[Start of section]

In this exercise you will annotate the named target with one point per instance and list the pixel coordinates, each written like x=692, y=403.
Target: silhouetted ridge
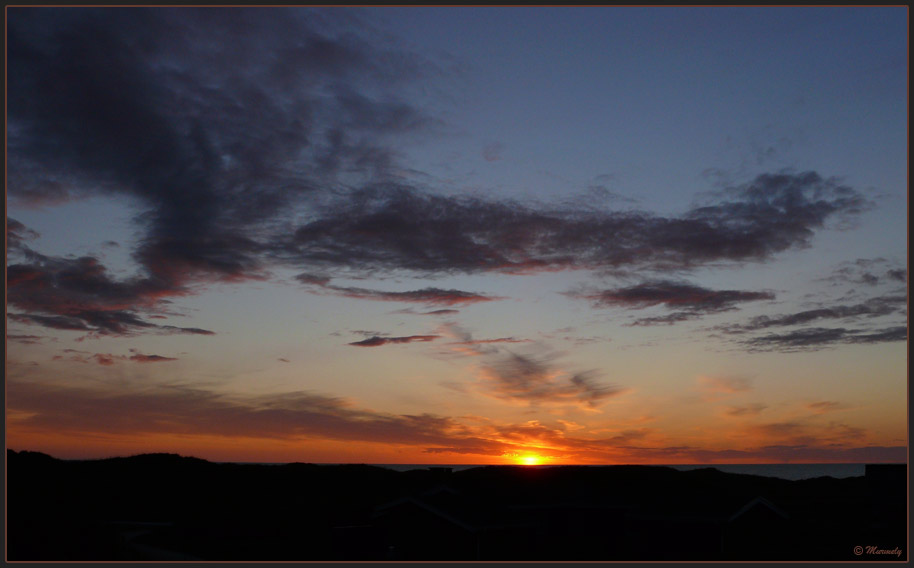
x=168, y=507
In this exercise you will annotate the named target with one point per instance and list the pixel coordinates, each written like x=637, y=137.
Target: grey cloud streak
x=252, y=138
x=692, y=301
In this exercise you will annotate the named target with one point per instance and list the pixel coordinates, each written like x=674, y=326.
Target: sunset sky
x=458, y=235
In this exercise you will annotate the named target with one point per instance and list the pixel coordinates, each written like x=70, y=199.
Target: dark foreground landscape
x=167, y=507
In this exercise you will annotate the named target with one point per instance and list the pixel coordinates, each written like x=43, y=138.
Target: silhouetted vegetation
x=168, y=507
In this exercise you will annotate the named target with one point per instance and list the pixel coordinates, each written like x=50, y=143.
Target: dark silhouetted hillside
x=169, y=507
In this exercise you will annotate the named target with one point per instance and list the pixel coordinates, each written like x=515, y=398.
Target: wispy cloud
x=874, y=307
x=748, y=410
x=820, y=337
x=428, y=296
x=377, y=341
x=531, y=377
x=690, y=300
x=725, y=385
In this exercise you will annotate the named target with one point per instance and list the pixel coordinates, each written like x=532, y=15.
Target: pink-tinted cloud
x=377, y=341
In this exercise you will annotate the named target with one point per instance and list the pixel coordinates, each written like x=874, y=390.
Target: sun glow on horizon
x=531, y=459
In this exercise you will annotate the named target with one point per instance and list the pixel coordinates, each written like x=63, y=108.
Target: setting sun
x=531, y=460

[End of section]

ABOUT THIS TASK: From the line with "Target: wispy cloud" to the final line of the data above, please reproduce every line exactly and add nothing.

OUTPUT FOR THIS EXERCISE:
Target: wispy cloud
x=874, y=307
x=748, y=410
x=820, y=337
x=428, y=296
x=377, y=341
x=531, y=377
x=690, y=300
x=725, y=385
In this exercise you will annotate the named target with one point per instance and list the pixel coordinates, each written like x=532, y=15.
Target: pink-tinted cloud
x=377, y=341
In this exercise you will annotate the named target with one point per instance and list the pixel coordinates, each written like x=874, y=390.
Target: sun glow on horizon
x=531, y=459
In this exercise you will annotate the named target with one point per instance and list the pixel coordinates, each written like x=63, y=108.
Target: setting sun
x=531, y=460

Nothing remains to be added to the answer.